# Rockstar SuperNova Thread



## Jeff Flowerday (Jan 23, 2006)

I know there's only a couple weeks left but thought I'd start one anyway.

My thoughts:

House Band Rocks
Contestants are OK, nothing special
SuperNova as a band sucks the big one


----------



## Jeff Flowerday (Jan 23, 2006)

jroberts said:


> Go Lukas !!!


He's referred to as Skunk Boy on the Gear Page. :tongue: 

If he doesn't win, I'd like to see Toby get it.


----------



## davetcan (Feb 27, 2006)

I think the only chance they've got is with Delana fronting them. After the first album she could then afford some decent musicians behind her. Or she could just hook up with the house band right now and save a lot of time.


----------



## Milkman (Feb 2, 2006)

Jeff Flowerday said:


> I know there's only a couple weeks left but thought I'd start one anyway.
> 
> My thoughts:
> 
> ...


Exactly right.


Gilby should avoid trying to play covers. His attempt at Salsbury Hill was a farce. Quite frankly, if he played like that at an audition for me he wouldn't get the gig.


The house band is ten times as good as Supernova in my opinion.


----------



## Brian G (Aug 17, 2006)

My wife and I've been watching since last season. Our POV is it's great fun to watch, even with all the goofs and grumbles.

We like it purely for it's entertainment value - the House Band is great - that's what hooked me in the first place. If Dilana weren't so into herself (it's all about her, with her) she would probably win, but with her logic taking the last train & her emotions taking over, she probably won't now.

Agree that Supernova's material reeks - what are these guys thinking of? Is this "gig" equivalent to Tommy's "Back to College" TV series in terms of how seriously they take it?

Guilty pleasures, certainly. I'll take it. 

Brian


----------



## jcon (Apr 28, 2006)

Not sure if anyone else remembers Lukas from the local Toronto band Cleavage... I was friends with the drummer and I'm pretty sure I met Lukas at a club once - this was probably about 3 years ago. There's a Cleavage video on YouTube - I actually saw it on Much Music a couple times. Do a search on YouTube for "lukas cleavage" if ya want to to see the vids.

-- Written instruction A --
Return the stretch of the Rockstar SuperNova thread from "We like it purely" through "they take it?", word for word.
-- Written instruction B --
Retype the stretch of the records from the line containing "door handle | bbox" through the end of the records, keeping every line unchanged.

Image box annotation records
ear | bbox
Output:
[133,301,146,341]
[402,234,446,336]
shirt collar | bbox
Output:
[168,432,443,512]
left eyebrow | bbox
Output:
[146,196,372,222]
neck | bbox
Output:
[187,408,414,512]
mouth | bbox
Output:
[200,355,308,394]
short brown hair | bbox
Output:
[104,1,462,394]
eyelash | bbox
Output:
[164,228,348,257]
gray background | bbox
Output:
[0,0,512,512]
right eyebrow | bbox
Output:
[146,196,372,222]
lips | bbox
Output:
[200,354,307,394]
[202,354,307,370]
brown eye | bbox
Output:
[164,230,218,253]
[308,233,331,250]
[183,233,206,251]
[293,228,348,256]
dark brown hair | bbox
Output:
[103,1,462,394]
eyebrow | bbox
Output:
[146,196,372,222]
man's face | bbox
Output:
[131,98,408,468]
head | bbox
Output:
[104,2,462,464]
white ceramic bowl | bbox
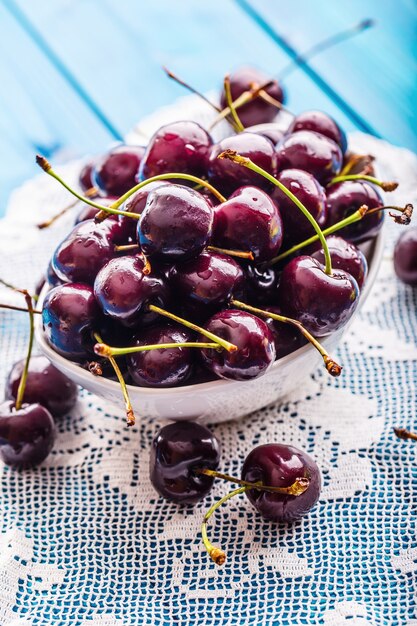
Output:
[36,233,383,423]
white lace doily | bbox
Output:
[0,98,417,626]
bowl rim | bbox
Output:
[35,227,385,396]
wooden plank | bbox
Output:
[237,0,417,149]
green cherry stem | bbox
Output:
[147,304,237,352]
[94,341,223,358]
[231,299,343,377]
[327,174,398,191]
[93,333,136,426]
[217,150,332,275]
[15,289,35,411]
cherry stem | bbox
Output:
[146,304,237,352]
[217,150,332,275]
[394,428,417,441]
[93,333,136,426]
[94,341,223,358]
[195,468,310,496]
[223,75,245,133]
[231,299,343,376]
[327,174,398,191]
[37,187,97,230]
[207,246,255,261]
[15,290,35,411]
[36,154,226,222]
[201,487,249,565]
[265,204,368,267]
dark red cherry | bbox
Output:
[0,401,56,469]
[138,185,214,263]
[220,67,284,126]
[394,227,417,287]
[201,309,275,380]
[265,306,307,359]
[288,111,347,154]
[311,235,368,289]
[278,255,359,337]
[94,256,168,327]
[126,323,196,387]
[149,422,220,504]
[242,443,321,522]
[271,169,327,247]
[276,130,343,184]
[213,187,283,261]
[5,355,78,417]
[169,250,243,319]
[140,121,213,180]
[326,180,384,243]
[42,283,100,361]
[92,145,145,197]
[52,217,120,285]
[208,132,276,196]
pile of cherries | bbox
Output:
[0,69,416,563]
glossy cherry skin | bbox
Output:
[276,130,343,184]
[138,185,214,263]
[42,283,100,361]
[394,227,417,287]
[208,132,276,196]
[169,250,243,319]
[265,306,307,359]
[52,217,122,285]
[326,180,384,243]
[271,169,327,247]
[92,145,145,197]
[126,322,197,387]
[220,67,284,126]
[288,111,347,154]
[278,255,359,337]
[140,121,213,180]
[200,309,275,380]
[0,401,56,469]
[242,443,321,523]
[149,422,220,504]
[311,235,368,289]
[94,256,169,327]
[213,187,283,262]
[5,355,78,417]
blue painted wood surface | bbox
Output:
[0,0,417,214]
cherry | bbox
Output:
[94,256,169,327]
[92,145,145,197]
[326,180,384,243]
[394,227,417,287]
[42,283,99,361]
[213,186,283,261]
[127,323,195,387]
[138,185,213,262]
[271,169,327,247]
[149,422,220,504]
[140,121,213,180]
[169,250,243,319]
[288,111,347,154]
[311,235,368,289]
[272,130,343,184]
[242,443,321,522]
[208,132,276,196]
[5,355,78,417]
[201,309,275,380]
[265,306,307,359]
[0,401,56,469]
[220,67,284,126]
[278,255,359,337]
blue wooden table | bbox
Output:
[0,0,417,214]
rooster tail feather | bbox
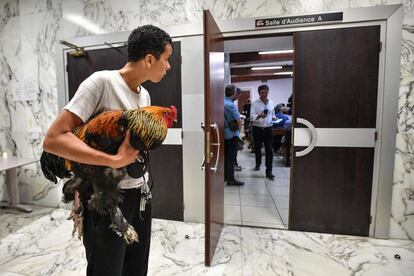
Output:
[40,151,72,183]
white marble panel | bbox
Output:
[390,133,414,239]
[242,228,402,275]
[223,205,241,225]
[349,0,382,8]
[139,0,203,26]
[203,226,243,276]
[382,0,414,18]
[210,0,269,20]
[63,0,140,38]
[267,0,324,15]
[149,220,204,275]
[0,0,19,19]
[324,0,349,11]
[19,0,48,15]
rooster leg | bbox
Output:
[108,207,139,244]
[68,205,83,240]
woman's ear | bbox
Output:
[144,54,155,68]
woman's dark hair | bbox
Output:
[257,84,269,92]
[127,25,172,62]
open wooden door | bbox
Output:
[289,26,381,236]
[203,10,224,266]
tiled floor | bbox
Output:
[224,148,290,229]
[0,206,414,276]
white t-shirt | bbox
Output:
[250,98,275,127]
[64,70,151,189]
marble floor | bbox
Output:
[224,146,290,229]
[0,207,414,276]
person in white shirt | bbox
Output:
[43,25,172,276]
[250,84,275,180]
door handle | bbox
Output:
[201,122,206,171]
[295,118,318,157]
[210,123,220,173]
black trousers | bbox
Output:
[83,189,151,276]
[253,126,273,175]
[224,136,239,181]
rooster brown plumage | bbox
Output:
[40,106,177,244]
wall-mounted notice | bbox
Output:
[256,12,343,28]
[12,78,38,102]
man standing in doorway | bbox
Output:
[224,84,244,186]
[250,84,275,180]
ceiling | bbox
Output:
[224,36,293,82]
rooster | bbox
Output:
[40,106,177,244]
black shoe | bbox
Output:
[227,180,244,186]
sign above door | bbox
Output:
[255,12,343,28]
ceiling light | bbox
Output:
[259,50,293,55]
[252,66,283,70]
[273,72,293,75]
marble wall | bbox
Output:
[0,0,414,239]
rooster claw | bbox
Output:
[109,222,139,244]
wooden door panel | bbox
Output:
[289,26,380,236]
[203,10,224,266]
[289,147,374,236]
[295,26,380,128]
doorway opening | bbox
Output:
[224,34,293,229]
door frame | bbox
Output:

-- Task response A --
We like it purely for it's entertainment value - the House Band is great - that's what hooked me in the first place. If Dilana weren't so into herself (it's all about her, with her) she would probably win, but with her logic taking the last train & her emotions taking over, she probably won't now.

Agree that Supernova's material reeks - what are these guys thinking of? Is this "gig" equivalent to Tommy's "Back to College" TV series in terms of how seriously they take it?

-- Task response B --
door handle | bbox
Output:
[201,122,206,171]
[295,118,318,157]
[210,123,220,173]
black trousers | bbox
Output:
[83,189,151,276]
[253,126,273,175]
[224,136,239,181]
rooster brown plumage | bbox
Output:
[40,106,177,244]
wall-mounted notice | bbox
Output:
[256,12,343,28]
[12,78,38,102]
man standing in doorway | bbox
Output:
[224,84,244,186]
[250,84,275,180]
ceiling | bbox
Output:
[224,36,293,82]
rooster | bbox
Output:
[40,106,177,244]
black shoe | bbox
Output:
[227,180,244,186]
sign above door | bbox
Output:
[255,12,343,28]
ceiling light | bbox
Output:
[259,50,293,55]
[252,66,283,70]
[273,72,293,75]
marble wall | bbox
Output:
[0,0,414,239]
rooster claw | bbox
Output:
[109,222,139,244]
wooden door panel | bbox
Output:
[289,26,380,236]
[203,10,224,266]
[289,147,374,236]
[295,26,380,128]
doorway opening | bbox
Output:
[224,34,293,229]
door frame | bbox
Output:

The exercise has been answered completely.